### TEXT PROVIDED
It seems to be related to https://github.com/parseablehq/parseable/pull/892. It was working fine in v1.4.0. Here is an extract of the fluent-bit config we're using

     [OUTPUT]
          Name http
          Match ingress.*
          host parseable.parseable.svc.cluster.local
          http_User user
          http_Passwd password
          format json
          compress gzip
          port 80
          header Content-Type application/json
          header X-P-Stream ingress
          uri /api/v1/ingest
          json_date_key timestamp
          json_date_format iso8601
nitisht commented 2 months ago

Thanks for reporting @ihiverlet we'll fix this asap.

parmesant commented 2 months ago

Hey @ihiverlet Could you please provide us with some more information on-

You'll find these three things as part of the initial banner when you start the parseable process. It should look something like this-

image

Also, did you migrate both the Ingest and the Query servers from v1.4.0 to v1.5.0?

ihiverlet commented 2 months ago

Hello,

        Server Mode:        "Standalone"
        Version:            "v1.5.0"

### WORK TO DO
Write out the full thread about the fluent-bit output to Parseable, word for word.

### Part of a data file
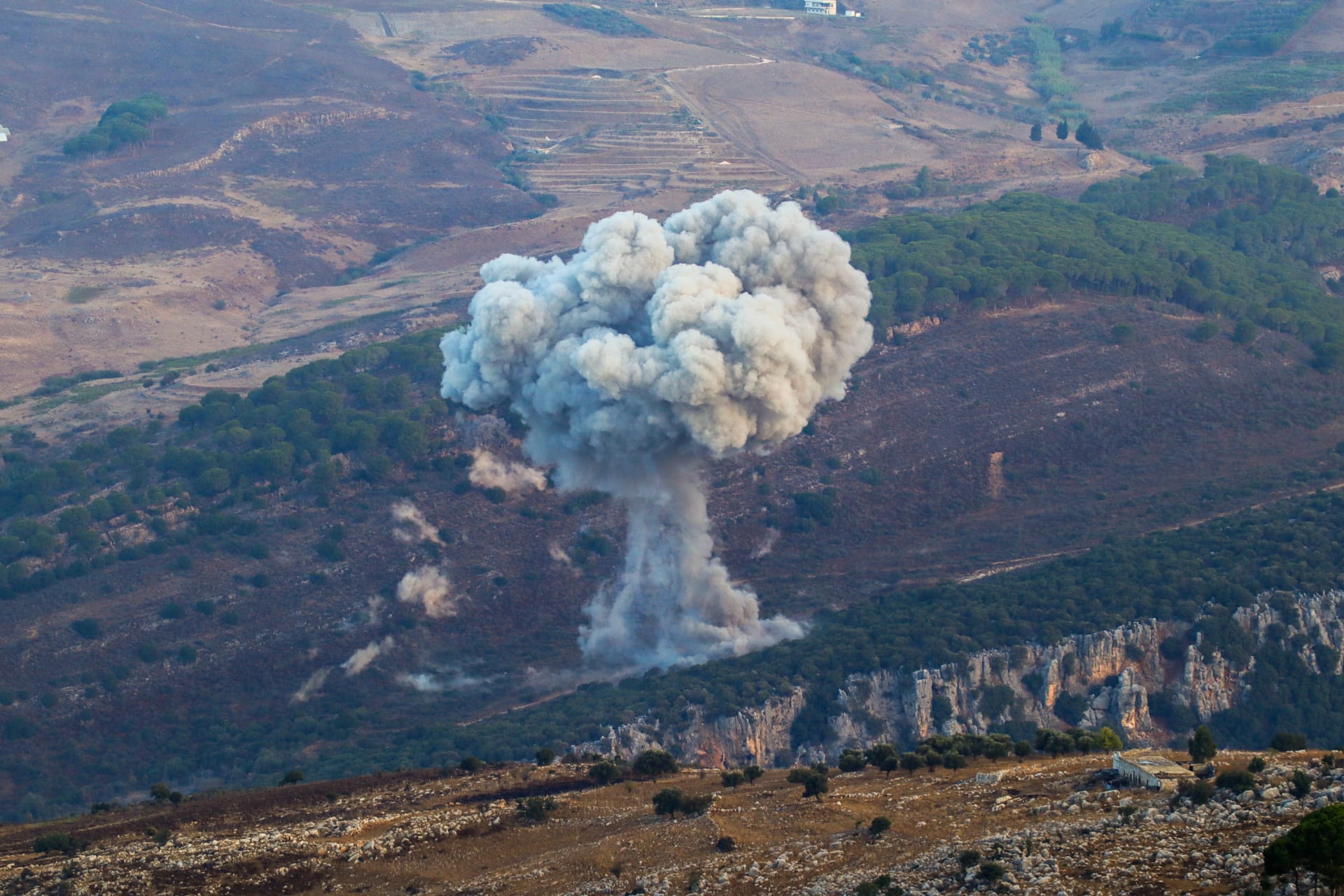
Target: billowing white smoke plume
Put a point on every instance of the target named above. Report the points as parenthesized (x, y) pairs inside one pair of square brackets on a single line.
[(311, 687), (652, 348), (410, 526), (430, 589), (362, 659), (488, 472)]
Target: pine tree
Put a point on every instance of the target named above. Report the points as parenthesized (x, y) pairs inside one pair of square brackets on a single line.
[(1202, 747), (1088, 136)]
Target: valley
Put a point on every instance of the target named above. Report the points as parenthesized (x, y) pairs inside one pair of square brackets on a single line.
[(316, 207)]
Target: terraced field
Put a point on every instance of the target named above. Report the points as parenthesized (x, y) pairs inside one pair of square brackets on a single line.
[(597, 134)]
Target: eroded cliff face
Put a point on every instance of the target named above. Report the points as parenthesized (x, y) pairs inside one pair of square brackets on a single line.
[(1093, 680)]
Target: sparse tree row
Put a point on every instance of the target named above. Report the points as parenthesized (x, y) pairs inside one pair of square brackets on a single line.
[(371, 407), (127, 122), (1238, 242)]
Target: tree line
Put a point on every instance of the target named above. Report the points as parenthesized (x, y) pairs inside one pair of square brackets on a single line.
[(1242, 241)]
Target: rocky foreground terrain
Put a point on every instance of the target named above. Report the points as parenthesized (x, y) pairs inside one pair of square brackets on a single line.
[(1051, 825)]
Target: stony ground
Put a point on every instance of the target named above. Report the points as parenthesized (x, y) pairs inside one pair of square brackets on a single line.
[(1053, 825)]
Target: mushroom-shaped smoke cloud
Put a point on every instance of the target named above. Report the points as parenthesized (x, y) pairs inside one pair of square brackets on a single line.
[(654, 347)]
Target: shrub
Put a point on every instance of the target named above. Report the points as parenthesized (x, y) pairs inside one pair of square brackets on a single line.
[(1285, 742), (1198, 792), (668, 801), (605, 773), (1301, 783), (536, 809), (655, 763), (1237, 780), (58, 843), (88, 629)]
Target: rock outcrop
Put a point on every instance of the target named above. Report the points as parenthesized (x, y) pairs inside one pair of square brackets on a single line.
[(1091, 680)]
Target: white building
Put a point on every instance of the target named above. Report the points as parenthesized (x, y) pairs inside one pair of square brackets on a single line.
[(1149, 770)]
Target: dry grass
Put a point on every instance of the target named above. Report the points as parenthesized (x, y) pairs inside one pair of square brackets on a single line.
[(608, 840)]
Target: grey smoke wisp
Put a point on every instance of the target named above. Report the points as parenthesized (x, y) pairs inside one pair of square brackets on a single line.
[(489, 472), (652, 348), (432, 590), (410, 526)]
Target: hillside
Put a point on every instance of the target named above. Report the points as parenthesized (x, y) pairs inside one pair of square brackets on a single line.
[(1046, 825), (319, 166)]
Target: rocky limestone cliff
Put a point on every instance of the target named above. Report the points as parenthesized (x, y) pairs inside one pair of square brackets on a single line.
[(1100, 679)]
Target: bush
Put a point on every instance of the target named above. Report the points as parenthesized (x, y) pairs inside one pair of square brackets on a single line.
[(88, 629), (1285, 742), (605, 773), (1198, 792), (668, 801), (1301, 783), (992, 872), (58, 843), (655, 763), (536, 809), (1237, 780)]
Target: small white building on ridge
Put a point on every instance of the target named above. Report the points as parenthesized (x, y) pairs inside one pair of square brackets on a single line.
[(1149, 770)]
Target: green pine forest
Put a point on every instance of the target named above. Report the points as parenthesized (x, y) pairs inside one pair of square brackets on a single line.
[(1238, 242)]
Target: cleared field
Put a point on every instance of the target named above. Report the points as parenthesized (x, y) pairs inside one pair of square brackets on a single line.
[(616, 133)]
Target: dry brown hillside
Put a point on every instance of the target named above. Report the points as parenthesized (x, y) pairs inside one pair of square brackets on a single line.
[(1047, 827)]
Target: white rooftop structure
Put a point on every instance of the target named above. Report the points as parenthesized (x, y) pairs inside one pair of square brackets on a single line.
[(1148, 770)]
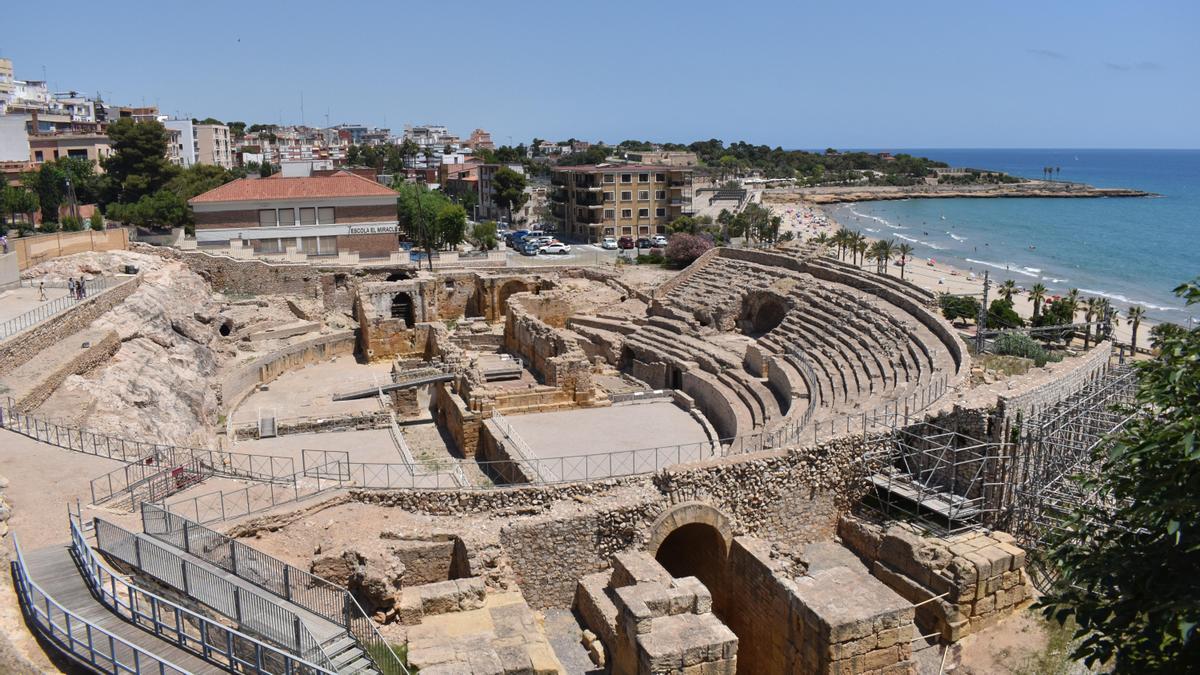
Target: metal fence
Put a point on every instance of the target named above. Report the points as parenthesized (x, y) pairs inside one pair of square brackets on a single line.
[(252, 613), (295, 585), (211, 640), (53, 308), (90, 644)]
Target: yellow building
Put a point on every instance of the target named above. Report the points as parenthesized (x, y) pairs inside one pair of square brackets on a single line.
[(595, 201)]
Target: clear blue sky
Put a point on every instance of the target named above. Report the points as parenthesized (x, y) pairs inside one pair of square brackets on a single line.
[(849, 75)]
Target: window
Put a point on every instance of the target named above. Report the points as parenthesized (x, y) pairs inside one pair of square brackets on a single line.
[(268, 245)]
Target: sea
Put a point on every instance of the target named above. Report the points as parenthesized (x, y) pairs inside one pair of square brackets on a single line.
[(1131, 250)]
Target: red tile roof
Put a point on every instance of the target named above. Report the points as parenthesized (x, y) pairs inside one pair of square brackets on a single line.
[(341, 184)]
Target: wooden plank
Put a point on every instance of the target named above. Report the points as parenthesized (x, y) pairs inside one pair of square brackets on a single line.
[(54, 569)]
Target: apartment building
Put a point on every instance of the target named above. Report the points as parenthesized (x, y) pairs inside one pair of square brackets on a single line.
[(213, 145), (595, 201)]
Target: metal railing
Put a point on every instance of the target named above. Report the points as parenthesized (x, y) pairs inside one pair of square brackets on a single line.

### EXERCISE RESULT
It seems to be related to https://github.com/parseablehq/parseable/pull/892. It was working fine in v1.4.0. Here is an extract of the fluent-bit config we're using

     [OUTPUT]
          Name http
          Match ingress.*
          host parseable.parseable.svc.cluster.local
          http_User user
          http_Passwd password
          format json
          compress gzip
          port 80
          header Content-Type application/json
          header X-P-Stream ingress
          uri /api/v1/ingest
          json_date_key timestamp
          json_date_format iso8601
nitisht commented 2 months ago

Thanks for reporting @ihiverlet we'll fix this asap.

parmesant commented 2 months ago

Hey @ihiverlet Could you please provide us with some more information on-

You'll find these three things as part of the initial banner when you start the parseable process. It should look something like this-

image

Also, did you migrate both the Ingest and the Query servers from v1.4.0 to v1.5.0?

ihiverlet commented 2 months ago

Hello,

        Server Mode:        "Standalone"
        Version:            "v1.5.0"